Set down the listing unchanged, from its first line through the line holding "[239,449,271,462]", including both ends and nothing more.

-- BEGIN Dataset --

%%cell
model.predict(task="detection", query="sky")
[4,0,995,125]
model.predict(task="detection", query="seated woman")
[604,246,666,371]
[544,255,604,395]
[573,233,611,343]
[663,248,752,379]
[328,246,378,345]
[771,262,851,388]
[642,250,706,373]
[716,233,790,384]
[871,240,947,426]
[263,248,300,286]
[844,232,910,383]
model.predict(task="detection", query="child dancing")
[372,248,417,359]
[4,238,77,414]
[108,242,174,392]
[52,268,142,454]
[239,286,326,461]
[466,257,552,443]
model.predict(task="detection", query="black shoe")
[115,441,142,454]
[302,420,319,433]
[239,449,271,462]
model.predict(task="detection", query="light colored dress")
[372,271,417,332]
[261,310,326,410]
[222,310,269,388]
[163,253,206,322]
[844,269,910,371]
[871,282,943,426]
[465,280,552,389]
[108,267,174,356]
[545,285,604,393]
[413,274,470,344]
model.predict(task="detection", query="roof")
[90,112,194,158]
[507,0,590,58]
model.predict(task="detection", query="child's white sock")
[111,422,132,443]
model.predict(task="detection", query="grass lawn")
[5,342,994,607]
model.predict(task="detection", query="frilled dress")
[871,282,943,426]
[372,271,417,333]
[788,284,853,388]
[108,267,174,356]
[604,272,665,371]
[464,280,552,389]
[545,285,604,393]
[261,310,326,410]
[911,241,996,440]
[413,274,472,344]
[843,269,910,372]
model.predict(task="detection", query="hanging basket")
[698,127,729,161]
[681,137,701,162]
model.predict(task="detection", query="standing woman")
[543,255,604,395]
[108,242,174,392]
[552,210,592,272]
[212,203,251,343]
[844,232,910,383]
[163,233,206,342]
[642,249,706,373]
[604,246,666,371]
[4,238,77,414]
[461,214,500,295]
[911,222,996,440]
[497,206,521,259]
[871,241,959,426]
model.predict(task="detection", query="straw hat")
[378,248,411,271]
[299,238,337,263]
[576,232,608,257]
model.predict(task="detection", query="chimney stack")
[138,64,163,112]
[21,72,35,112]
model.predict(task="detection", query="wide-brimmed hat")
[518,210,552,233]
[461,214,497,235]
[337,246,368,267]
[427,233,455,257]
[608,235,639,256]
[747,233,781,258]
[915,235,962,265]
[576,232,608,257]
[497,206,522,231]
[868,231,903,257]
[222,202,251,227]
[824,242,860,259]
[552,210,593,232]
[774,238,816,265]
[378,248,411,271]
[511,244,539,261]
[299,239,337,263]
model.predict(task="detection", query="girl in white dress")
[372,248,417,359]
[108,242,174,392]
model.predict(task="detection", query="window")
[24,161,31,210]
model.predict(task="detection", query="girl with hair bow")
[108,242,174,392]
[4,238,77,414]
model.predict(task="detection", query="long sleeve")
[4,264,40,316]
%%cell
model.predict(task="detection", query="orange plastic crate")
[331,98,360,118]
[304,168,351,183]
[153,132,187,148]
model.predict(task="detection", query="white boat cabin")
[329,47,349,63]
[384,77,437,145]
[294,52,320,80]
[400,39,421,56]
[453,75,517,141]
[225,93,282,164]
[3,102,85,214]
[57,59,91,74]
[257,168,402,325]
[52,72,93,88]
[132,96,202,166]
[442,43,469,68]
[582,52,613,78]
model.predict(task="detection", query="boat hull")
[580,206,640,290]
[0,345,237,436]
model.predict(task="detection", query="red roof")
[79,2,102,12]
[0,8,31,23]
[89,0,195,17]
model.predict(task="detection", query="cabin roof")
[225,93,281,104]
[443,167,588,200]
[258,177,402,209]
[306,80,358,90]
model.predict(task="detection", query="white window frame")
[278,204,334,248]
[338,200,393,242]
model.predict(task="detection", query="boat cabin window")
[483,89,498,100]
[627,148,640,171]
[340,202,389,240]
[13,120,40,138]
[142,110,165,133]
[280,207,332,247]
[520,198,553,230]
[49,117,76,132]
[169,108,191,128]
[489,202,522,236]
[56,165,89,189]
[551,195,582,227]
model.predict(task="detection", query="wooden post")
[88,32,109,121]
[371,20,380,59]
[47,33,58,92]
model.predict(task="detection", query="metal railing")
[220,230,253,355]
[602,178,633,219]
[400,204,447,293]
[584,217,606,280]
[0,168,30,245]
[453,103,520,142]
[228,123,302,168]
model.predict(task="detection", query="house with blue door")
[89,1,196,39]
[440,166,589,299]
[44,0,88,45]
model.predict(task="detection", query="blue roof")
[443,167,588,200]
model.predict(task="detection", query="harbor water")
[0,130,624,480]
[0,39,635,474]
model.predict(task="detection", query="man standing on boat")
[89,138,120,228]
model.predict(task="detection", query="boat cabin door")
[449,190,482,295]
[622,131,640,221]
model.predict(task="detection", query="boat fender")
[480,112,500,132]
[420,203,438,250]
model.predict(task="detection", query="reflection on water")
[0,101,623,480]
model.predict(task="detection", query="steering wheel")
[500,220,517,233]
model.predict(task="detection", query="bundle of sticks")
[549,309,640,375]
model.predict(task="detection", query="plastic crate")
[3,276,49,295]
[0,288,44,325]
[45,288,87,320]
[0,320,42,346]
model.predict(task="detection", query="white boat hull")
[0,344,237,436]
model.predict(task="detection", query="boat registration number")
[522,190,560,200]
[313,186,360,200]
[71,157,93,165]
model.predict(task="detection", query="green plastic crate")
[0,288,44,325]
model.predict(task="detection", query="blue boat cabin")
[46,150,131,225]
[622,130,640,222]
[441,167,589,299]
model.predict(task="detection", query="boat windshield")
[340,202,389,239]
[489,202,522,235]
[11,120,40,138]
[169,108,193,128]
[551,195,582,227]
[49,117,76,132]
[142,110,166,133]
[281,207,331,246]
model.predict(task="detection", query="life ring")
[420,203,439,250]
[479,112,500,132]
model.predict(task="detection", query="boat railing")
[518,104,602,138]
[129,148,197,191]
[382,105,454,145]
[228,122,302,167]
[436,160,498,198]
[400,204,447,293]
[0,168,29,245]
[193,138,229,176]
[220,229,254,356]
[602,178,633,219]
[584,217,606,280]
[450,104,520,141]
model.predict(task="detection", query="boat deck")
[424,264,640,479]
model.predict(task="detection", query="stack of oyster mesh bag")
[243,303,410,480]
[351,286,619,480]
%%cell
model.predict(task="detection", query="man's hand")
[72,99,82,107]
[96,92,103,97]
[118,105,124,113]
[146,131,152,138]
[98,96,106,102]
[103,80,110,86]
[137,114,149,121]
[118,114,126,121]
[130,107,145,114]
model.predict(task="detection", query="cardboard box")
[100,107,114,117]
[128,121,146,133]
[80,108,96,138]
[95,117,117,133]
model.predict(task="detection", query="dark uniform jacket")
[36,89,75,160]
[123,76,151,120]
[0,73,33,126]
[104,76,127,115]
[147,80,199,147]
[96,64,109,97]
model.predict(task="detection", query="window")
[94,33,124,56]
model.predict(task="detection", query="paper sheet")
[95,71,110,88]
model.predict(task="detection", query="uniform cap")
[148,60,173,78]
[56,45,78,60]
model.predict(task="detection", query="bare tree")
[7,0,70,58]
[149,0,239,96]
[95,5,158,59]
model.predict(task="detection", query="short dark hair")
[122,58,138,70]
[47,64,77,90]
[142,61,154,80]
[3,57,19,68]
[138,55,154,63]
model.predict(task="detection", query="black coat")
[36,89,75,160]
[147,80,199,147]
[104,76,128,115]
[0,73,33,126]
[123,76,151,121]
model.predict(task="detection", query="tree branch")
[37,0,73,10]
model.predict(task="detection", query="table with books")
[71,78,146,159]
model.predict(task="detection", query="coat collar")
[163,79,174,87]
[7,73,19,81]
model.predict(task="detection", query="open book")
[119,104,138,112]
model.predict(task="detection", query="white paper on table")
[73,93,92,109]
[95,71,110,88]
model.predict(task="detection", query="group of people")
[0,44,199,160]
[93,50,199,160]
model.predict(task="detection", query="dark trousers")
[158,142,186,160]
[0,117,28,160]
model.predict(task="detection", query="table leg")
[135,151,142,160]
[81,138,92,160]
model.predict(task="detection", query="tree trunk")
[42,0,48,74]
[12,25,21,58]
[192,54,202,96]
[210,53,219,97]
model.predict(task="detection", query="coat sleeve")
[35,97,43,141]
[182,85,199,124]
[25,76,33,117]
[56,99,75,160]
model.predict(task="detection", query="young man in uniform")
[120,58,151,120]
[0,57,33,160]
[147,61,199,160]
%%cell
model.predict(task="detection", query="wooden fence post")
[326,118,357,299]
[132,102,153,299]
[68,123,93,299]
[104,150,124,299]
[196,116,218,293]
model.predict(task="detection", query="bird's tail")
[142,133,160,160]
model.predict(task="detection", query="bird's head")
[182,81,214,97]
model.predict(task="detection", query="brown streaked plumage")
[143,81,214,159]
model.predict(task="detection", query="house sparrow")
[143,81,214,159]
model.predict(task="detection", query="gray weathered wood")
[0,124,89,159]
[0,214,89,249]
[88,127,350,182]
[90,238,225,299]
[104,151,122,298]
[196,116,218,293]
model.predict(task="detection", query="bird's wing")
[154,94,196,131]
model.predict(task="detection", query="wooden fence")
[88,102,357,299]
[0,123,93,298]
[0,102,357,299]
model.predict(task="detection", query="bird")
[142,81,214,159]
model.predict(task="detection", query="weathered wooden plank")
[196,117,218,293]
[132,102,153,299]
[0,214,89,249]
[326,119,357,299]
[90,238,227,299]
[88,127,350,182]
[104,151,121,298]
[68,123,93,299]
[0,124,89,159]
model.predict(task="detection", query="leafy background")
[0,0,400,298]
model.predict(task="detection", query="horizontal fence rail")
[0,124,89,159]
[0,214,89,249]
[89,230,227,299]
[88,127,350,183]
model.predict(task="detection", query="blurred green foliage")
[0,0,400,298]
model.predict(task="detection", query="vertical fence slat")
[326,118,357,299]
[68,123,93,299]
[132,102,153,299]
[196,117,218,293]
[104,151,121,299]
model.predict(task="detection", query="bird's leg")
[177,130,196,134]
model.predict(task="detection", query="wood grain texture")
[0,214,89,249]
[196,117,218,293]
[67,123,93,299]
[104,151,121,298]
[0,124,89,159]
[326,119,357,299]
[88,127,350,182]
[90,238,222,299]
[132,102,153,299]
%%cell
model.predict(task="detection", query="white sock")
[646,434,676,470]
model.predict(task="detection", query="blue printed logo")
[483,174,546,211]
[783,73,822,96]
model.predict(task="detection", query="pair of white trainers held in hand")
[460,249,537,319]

-- END Dataset --

In response:
%%cell
model.predict(task="detection", query="sky")
[4,0,995,125]
model.predict(task="detection", query="seated woman")
[604,246,666,371]
[544,255,604,395]
[573,233,611,343]
[663,248,752,379]
[328,246,378,345]
[771,262,851,388]
[642,250,706,373]
[716,233,790,384]
[871,240,947,426]
[263,248,300,286]
[844,232,910,383]
model.predict(task="detection", query="child dancing")
[372,248,417,359]
[4,238,77,414]
[108,242,174,392]
[52,268,142,454]
[239,286,326,461]
[466,257,552,443]
model.predict(task="detection", query="black shoe")
[115,441,142,454]
[302,420,319,433]
[239,449,271,462]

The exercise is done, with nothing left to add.